[Problem description]
Count the lines in the data below that contain the string "shadow". Reply with that number alone.
↓↓↓
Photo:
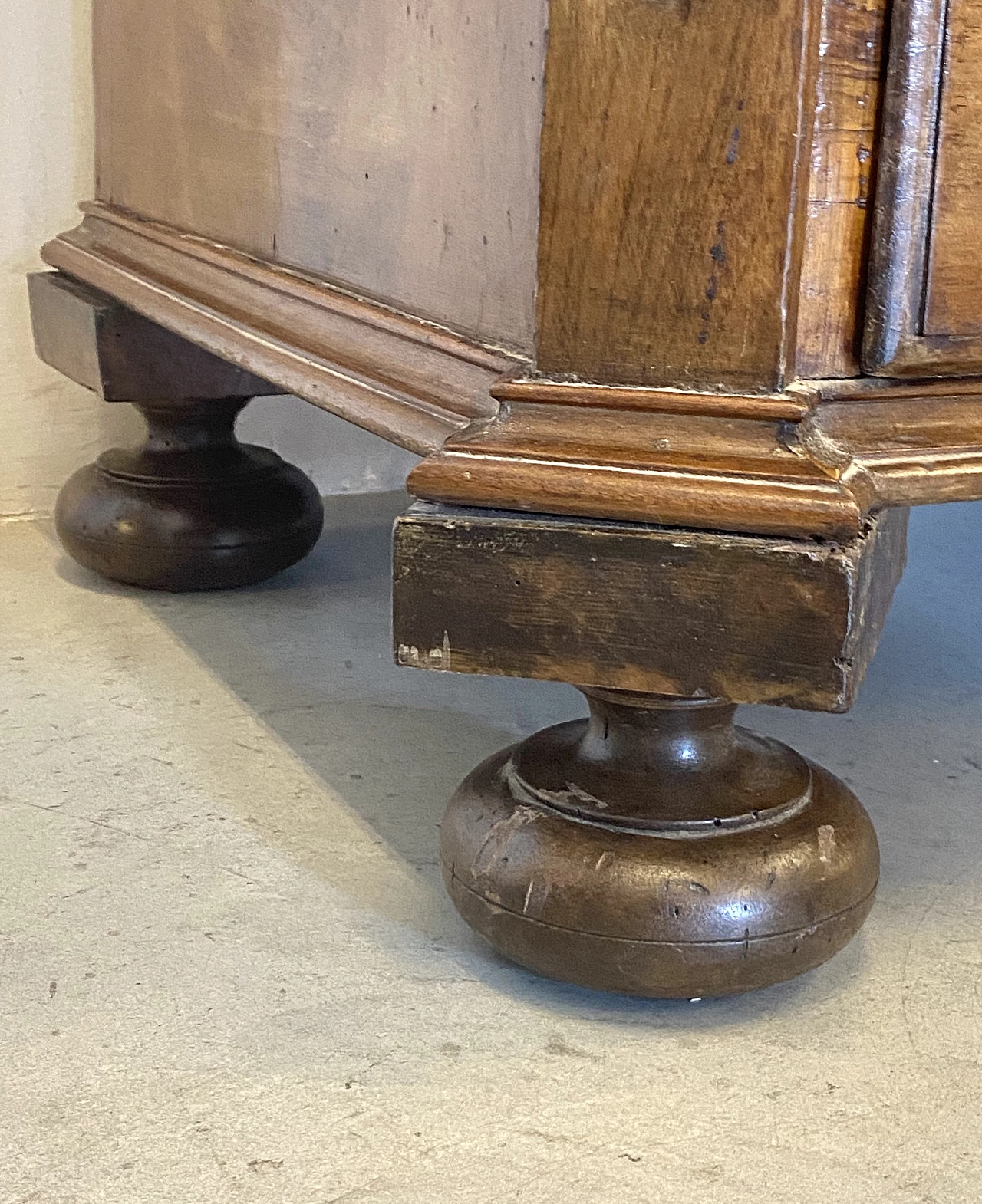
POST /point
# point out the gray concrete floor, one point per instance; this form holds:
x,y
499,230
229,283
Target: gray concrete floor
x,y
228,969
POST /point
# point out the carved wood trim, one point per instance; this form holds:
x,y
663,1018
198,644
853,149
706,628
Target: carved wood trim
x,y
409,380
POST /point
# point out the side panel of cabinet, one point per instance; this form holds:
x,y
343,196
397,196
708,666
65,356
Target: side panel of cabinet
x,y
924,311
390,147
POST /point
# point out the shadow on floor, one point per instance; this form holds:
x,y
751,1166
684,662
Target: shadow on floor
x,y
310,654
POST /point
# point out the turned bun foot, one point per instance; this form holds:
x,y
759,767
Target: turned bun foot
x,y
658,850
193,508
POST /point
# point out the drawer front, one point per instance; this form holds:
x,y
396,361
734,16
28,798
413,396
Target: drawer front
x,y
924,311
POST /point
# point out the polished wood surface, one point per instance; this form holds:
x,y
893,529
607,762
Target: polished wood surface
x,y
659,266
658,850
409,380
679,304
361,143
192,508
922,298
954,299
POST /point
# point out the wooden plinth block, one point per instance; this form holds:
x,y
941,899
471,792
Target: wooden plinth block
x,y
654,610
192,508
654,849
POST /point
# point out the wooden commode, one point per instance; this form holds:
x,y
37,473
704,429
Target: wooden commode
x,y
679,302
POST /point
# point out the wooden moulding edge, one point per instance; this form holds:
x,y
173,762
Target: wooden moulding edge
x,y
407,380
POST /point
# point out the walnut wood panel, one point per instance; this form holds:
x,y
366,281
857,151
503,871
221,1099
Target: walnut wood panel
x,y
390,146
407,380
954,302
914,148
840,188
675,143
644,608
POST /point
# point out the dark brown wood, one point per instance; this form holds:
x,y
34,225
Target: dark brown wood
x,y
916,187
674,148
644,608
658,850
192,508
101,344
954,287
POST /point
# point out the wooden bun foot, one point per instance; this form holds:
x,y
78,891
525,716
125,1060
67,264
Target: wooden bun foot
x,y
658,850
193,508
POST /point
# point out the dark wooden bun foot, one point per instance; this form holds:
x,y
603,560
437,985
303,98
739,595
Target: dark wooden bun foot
↑↑↑
[Worked answer]
2